*What this task involves:* Pick out and copy every line in the records below that contains the word "light", matching case exactly.

*Supplied data:*
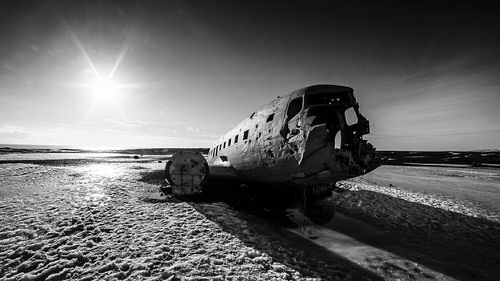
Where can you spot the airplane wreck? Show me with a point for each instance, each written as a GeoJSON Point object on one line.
{"type": "Point", "coordinates": [302, 143]}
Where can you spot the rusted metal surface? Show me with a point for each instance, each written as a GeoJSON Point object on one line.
{"type": "Point", "coordinates": [303, 139]}
{"type": "Point", "coordinates": [298, 144]}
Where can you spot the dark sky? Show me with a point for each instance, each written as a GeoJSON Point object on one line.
{"type": "Point", "coordinates": [166, 73]}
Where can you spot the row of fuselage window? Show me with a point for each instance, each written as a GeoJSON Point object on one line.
{"type": "Point", "coordinates": [215, 150]}
{"type": "Point", "coordinates": [221, 146]}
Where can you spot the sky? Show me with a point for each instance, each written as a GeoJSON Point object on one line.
{"type": "Point", "coordinates": [121, 74]}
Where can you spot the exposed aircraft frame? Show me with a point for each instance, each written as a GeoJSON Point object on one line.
{"type": "Point", "coordinates": [310, 138]}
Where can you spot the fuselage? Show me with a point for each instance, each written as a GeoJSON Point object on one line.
{"type": "Point", "coordinates": [312, 136]}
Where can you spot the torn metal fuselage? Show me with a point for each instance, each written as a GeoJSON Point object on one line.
{"type": "Point", "coordinates": [312, 137]}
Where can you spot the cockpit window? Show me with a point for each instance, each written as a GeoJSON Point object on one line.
{"type": "Point", "coordinates": [327, 98]}
{"type": "Point", "coordinates": [351, 117]}
{"type": "Point", "coordinates": [294, 108]}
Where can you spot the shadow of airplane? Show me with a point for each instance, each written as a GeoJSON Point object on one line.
{"type": "Point", "coordinates": [459, 246]}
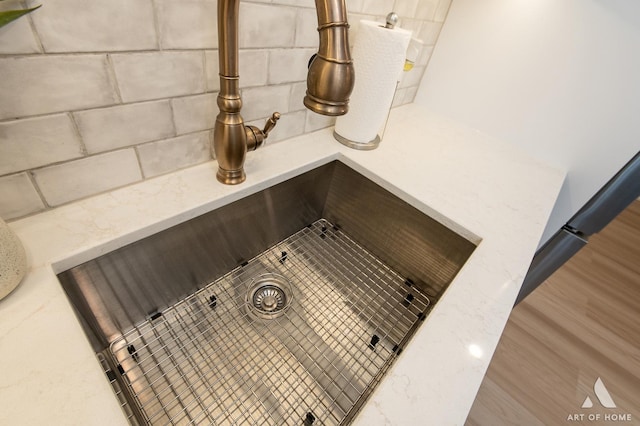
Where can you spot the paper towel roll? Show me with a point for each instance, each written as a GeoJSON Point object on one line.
{"type": "Point", "coordinates": [378, 58]}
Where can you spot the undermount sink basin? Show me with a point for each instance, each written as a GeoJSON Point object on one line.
{"type": "Point", "coordinates": [285, 307]}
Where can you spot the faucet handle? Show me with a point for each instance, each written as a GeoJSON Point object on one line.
{"type": "Point", "coordinates": [256, 137]}
{"type": "Point", "coordinates": [271, 123]}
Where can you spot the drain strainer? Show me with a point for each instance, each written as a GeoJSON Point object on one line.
{"type": "Point", "coordinates": [269, 296]}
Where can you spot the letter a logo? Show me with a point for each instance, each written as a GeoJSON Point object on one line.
{"type": "Point", "coordinates": [602, 394]}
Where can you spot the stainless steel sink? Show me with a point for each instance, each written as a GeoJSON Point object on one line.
{"type": "Point", "coordinates": [283, 308]}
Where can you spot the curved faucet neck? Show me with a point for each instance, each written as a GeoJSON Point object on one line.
{"type": "Point", "coordinates": [329, 84]}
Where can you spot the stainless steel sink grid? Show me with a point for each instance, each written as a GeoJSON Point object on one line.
{"type": "Point", "coordinates": [188, 330]}
{"type": "Point", "coordinates": [210, 360]}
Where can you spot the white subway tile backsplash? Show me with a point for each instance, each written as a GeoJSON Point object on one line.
{"type": "Point", "coordinates": [442, 10]}
{"type": "Point", "coordinates": [17, 37]}
{"type": "Point", "coordinates": [95, 91]}
{"type": "Point", "coordinates": [107, 129]}
{"type": "Point", "coordinates": [19, 197]}
{"type": "Point", "coordinates": [377, 7]}
{"type": "Point", "coordinates": [289, 65]}
{"type": "Point", "coordinates": [261, 102]}
{"type": "Point", "coordinates": [317, 121]}
{"type": "Point", "coordinates": [211, 63]}
{"type": "Point", "coordinates": [296, 100]}
{"type": "Point", "coordinates": [426, 9]}
{"type": "Point", "coordinates": [34, 142]}
{"type": "Point", "coordinates": [306, 28]}
{"type": "Point", "coordinates": [266, 25]}
{"type": "Point", "coordinates": [77, 179]}
{"type": "Point", "coordinates": [146, 76]}
{"type": "Point", "coordinates": [429, 32]}
{"type": "Point", "coordinates": [188, 24]}
{"type": "Point", "coordinates": [164, 156]}
{"type": "Point", "coordinates": [406, 8]}
{"type": "Point", "coordinates": [253, 67]}
{"type": "Point", "coordinates": [53, 83]}
{"type": "Point", "coordinates": [195, 113]}
{"type": "Point", "coordinates": [300, 3]}
{"type": "Point", "coordinates": [98, 26]}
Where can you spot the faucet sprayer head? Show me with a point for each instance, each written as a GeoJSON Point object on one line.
{"type": "Point", "coordinates": [331, 76]}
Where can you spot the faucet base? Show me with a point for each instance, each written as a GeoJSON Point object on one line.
{"type": "Point", "coordinates": [230, 177]}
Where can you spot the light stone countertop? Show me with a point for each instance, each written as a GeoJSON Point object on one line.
{"type": "Point", "coordinates": [486, 190]}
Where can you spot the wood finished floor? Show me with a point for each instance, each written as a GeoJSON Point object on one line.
{"type": "Point", "coordinates": [581, 324]}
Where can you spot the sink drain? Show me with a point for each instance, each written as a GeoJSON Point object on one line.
{"type": "Point", "coordinates": [269, 296]}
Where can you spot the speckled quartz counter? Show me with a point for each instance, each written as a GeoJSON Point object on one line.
{"type": "Point", "coordinates": [484, 189]}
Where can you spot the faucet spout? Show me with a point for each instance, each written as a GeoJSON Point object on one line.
{"type": "Point", "coordinates": [331, 76]}
{"type": "Point", "coordinates": [329, 84]}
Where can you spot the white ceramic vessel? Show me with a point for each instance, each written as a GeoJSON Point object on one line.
{"type": "Point", "coordinates": [13, 260]}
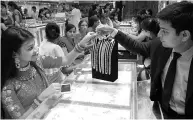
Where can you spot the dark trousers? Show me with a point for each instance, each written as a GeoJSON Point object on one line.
{"type": "Point", "coordinates": [170, 114]}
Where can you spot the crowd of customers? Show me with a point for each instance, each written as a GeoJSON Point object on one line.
{"type": "Point", "coordinates": [31, 75]}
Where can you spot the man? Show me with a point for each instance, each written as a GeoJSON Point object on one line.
{"type": "Point", "coordinates": [171, 60]}
{"type": "Point", "coordinates": [34, 13]}
{"type": "Point", "coordinates": [75, 16]}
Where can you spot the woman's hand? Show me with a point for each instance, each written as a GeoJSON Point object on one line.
{"type": "Point", "coordinates": [54, 88]}
{"type": "Point", "coordinates": [87, 40]}
{"type": "Point", "coordinates": [104, 30]}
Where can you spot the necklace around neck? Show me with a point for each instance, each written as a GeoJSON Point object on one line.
{"type": "Point", "coordinates": [25, 68]}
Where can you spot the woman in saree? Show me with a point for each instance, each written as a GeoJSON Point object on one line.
{"type": "Point", "coordinates": [24, 83]}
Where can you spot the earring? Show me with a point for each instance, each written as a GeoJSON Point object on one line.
{"type": "Point", "coordinates": [17, 62]}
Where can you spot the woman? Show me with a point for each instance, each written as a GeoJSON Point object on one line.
{"type": "Point", "coordinates": [49, 48]}
{"type": "Point", "coordinates": [24, 84]}
{"type": "Point", "coordinates": [151, 27]}
{"type": "Point", "coordinates": [16, 13]}
{"type": "Point", "coordinates": [6, 19]}
{"type": "Point", "coordinates": [116, 23]}
{"type": "Point", "coordinates": [83, 30]}
{"type": "Point", "coordinates": [93, 22]}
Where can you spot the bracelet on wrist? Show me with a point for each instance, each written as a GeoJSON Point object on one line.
{"type": "Point", "coordinates": [77, 49]}
{"type": "Point", "coordinates": [38, 100]}
{"type": "Point", "coordinates": [34, 105]}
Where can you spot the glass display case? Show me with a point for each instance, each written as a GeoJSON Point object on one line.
{"type": "Point", "coordinates": [91, 99]}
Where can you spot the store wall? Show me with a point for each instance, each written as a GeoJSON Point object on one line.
{"type": "Point", "coordinates": [132, 7]}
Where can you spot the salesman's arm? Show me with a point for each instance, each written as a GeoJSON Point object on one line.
{"type": "Point", "coordinates": [142, 48]}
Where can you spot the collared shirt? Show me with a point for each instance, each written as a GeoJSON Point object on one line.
{"type": "Point", "coordinates": [177, 101]}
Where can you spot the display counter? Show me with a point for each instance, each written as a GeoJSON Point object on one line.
{"type": "Point", "coordinates": [92, 99]}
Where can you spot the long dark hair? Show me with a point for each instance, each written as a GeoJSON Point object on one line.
{"type": "Point", "coordinates": [69, 26]}
{"type": "Point", "coordinates": [12, 40]}
{"type": "Point", "coordinates": [52, 31]}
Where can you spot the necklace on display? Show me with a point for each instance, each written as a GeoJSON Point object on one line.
{"type": "Point", "coordinates": [31, 75]}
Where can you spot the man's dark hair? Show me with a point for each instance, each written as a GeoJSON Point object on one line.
{"type": "Point", "coordinates": [150, 12]}
{"type": "Point", "coordinates": [33, 7]}
{"type": "Point", "coordinates": [180, 15]}
{"type": "Point", "coordinates": [150, 24]}
{"type": "Point", "coordinates": [92, 20]}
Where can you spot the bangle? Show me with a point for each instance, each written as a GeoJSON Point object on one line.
{"type": "Point", "coordinates": [78, 49]}
{"type": "Point", "coordinates": [34, 105]}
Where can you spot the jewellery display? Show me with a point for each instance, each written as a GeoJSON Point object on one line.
{"type": "Point", "coordinates": [31, 75]}
{"type": "Point", "coordinates": [17, 62]}
{"type": "Point", "coordinates": [104, 59]}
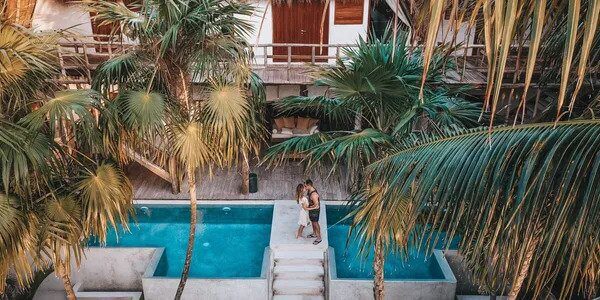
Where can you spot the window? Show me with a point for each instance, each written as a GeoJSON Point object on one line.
{"type": "Point", "coordinates": [349, 12]}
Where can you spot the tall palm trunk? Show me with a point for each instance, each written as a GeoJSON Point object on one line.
{"type": "Point", "coordinates": [193, 220]}
{"type": "Point", "coordinates": [378, 263]}
{"type": "Point", "coordinates": [63, 273]}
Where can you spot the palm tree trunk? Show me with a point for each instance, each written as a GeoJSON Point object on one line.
{"type": "Point", "coordinates": [378, 262]}
{"type": "Point", "coordinates": [523, 272]}
{"type": "Point", "coordinates": [62, 272]}
{"type": "Point", "coordinates": [245, 173]}
{"type": "Point", "coordinates": [193, 220]}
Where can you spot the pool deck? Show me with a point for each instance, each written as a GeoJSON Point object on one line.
{"type": "Point", "coordinates": [285, 225]}
{"type": "Point", "coordinates": [273, 184]}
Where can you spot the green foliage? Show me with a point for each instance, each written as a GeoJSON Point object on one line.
{"type": "Point", "coordinates": [50, 201]}
{"type": "Point", "coordinates": [525, 195]}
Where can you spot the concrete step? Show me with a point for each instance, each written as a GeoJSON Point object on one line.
{"type": "Point", "coordinates": [298, 262]}
{"type": "Point", "coordinates": [297, 297]}
{"type": "Point", "coordinates": [298, 287]}
{"type": "Point", "coordinates": [279, 269]}
{"type": "Point", "coordinates": [314, 254]}
{"type": "Point", "coordinates": [299, 272]}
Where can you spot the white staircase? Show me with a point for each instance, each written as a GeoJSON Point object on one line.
{"type": "Point", "coordinates": [298, 275]}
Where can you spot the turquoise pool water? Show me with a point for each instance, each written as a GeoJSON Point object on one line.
{"type": "Point", "coordinates": [230, 240]}
{"type": "Point", "coordinates": [349, 264]}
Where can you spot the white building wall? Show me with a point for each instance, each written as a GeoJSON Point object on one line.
{"type": "Point", "coordinates": [338, 34]}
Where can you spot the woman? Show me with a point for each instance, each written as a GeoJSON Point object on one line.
{"type": "Point", "coordinates": [302, 201]}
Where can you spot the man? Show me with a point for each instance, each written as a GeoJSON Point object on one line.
{"type": "Point", "coordinates": [314, 210]}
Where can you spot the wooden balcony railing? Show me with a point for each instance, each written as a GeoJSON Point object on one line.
{"type": "Point", "coordinates": [80, 55]}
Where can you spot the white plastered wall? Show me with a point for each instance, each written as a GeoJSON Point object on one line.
{"type": "Point", "coordinates": [54, 15]}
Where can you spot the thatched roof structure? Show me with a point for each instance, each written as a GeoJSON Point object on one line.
{"type": "Point", "coordinates": [19, 11]}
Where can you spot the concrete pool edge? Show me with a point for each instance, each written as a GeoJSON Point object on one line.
{"type": "Point", "coordinates": [362, 288]}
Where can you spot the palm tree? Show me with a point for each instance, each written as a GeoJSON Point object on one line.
{"type": "Point", "coordinates": [377, 88]}
{"type": "Point", "coordinates": [209, 124]}
{"type": "Point", "coordinates": [59, 188]}
{"type": "Point", "coordinates": [522, 200]}
{"type": "Point", "coordinates": [561, 31]}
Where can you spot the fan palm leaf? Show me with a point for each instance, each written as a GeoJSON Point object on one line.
{"type": "Point", "coordinates": [23, 152]}
{"type": "Point", "coordinates": [523, 189]}
{"type": "Point", "coordinates": [68, 115]}
{"type": "Point", "coordinates": [105, 194]}
{"type": "Point", "coordinates": [16, 238]}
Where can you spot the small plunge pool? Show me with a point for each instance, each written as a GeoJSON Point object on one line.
{"type": "Point", "coordinates": [230, 239]}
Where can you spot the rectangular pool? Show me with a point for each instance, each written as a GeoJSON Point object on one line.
{"type": "Point", "coordinates": [351, 265]}
{"type": "Point", "coordinates": [230, 239]}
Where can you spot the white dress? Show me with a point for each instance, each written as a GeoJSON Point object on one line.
{"type": "Point", "coordinates": [303, 217]}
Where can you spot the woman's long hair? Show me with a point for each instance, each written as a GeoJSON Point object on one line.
{"type": "Point", "coordinates": [299, 192]}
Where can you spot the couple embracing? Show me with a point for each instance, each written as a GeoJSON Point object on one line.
{"type": "Point", "coordinates": [308, 199]}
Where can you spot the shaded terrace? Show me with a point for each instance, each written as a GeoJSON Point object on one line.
{"type": "Point", "coordinates": [273, 184]}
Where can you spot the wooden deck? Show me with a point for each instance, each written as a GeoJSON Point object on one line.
{"type": "Point", "coordinates": [273, 184]}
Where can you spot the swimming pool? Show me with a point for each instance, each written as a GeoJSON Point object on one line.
{"type": "Point", "coordinates": [230, 240]}
{"type": "Point", "coordinates": [349, 264]}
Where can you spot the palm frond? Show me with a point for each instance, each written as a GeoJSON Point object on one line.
{"type": "Point", "coordinates": [15, 240]}
{"type": "Point", "coordinates": [27, 62]}
{"type": "Point", "coordinates": [190, 145]}
{"type": "Point", "coordinates": [69, 115]}
{"type": "Point", "coordinates": [517, 190]}
{"type": "Point", "coordinates": [142, 111]}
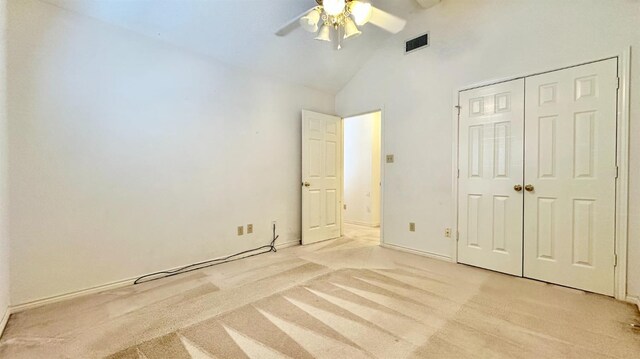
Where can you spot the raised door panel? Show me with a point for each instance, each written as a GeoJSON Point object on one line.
{"type": "Point", "coordinates": [570, 160]}
{"type": "Point", "coordinates": [491, 144]}
{"type": "Point", "coordinates": [321, 176]}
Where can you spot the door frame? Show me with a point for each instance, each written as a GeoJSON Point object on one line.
{"type": "Point", "coordinates": [622, 150]}
{"type": "Point", "coordinates": [382, 169]}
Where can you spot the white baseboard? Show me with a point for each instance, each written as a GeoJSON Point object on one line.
{"type": "Point", "coordinates": [417, 252]}
{"type": "Point", "coordinates": [101, 288]}
{"type": "Point", "coordinates": [71, 295]}
{"type": "Point", "coordinates": [372, 225]}
{"type": "Point", "coordinates": [4, 320]}
{"type": "Point", "coordinates": [288, 244]}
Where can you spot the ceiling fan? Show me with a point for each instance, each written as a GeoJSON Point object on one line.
{"type": "Point", "coordinates": [338, 20]}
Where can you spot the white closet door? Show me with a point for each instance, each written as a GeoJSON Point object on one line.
{"type": "Point", "coordinates": [321, 177]}
{"type": "Point", "coordinates": [570, 163]}
{"type": "Point", "coordinates": [490, 203]}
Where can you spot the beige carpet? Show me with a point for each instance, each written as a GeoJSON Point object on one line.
{"type": "Point", "coordinates": [346, 298]}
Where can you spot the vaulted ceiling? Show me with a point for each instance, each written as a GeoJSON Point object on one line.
{"type": "Point", "coordinates": [241, 33]}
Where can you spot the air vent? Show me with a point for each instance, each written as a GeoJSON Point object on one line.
{"type": "Point", "coordinates": [417, 43]}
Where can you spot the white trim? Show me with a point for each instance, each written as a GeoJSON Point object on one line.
{"type": "Point", "coordinates": [71, 295]}
{"type": "Point", "coordinates": [633, 300]}
{"type": "Point", "coordinates": [415, 251]}
{"type": "Point", "coordinates": [103, 287]}
{"type": "Point", "coordinates": [364, 224]}
{"type": "Point", "coordinates": [4, 320]}
{"type": "Point", "coordinates": [622, 184]}
{"type": "Point", "coordinates": [454, 176]}
{"type": "Point", "coordinates": [288, 244]}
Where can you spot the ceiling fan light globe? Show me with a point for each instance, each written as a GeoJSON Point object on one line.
{"type": "Point", "coordinates": [361, 12]}
{"type": "Point", "coordinates": [333, 7]}
{"type": "Point", "coordinates": [350, 29]}
{"type": "Point", "coordinates": [324, 34]}
{"type": "Point", "coordinates": [310, 21]}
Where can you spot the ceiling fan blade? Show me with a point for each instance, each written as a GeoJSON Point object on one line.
{"type": "Point", "coordinates": [292, 24]}
{"type": "Point", "coordinates": [386, 21]}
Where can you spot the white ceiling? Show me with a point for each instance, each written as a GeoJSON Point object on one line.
{"type": "Point", "coordinates": [241, 33]}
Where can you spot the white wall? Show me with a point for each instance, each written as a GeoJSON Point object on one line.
{"type": "Point", "coordinates": [128, 155]}
{"type": "Point", "coordinates": [474, 41]}
{"type": "Point", "coordinates": [362, 169]}
{"type": "Point", "coordinates": [4, 239]}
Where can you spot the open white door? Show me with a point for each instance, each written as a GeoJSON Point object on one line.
{"type": "Point", "coordinates": [321, 177]}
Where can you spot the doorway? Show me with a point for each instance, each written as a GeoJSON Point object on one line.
{"type": "Point", "coordinates": [362, 190]}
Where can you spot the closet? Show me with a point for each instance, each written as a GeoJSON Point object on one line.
{"type": "Point", "coordinates": [537, 176]}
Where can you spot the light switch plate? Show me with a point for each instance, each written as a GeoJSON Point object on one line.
{"type": "Point", "coordinates": [390, 159]}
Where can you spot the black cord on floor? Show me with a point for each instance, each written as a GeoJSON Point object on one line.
{"type": "Point", "coordinates": [210, 263]}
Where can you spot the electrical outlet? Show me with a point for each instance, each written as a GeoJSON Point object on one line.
{"type": "Point", "coordinates": [390, 158]}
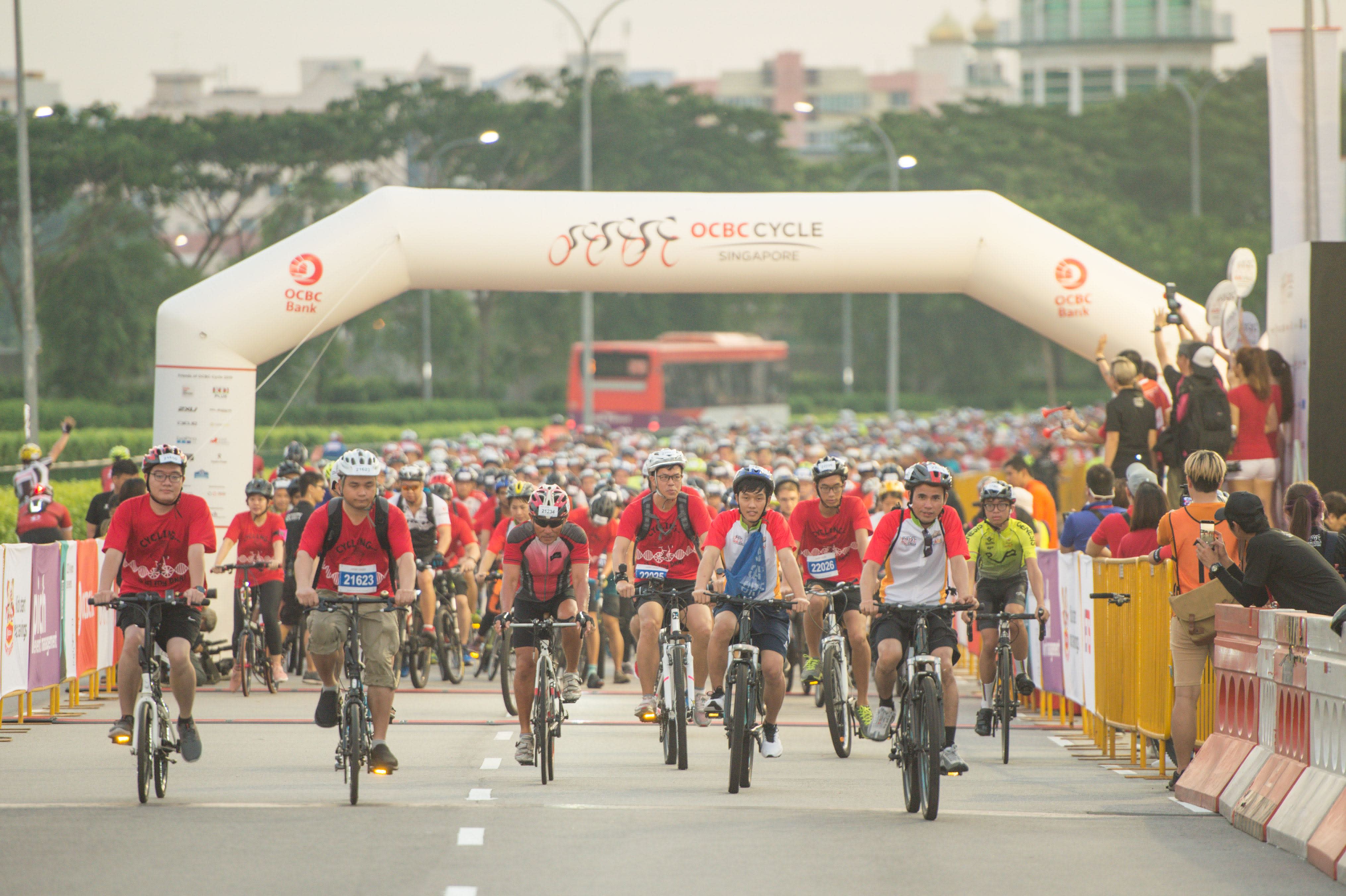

*Full answer:*
Where can you spot the light stone countertop? Show me with a point for each instance, each written as a GeoJSON Point object on one line.
Where can you spot the ceiling fan light globe? Show me with a point for each instance, each written as a GeoJSON Point object on one line.
Where can you spot the light switch plate? Show me with a point for each instance, each written as a GeoJSON Point object on one line.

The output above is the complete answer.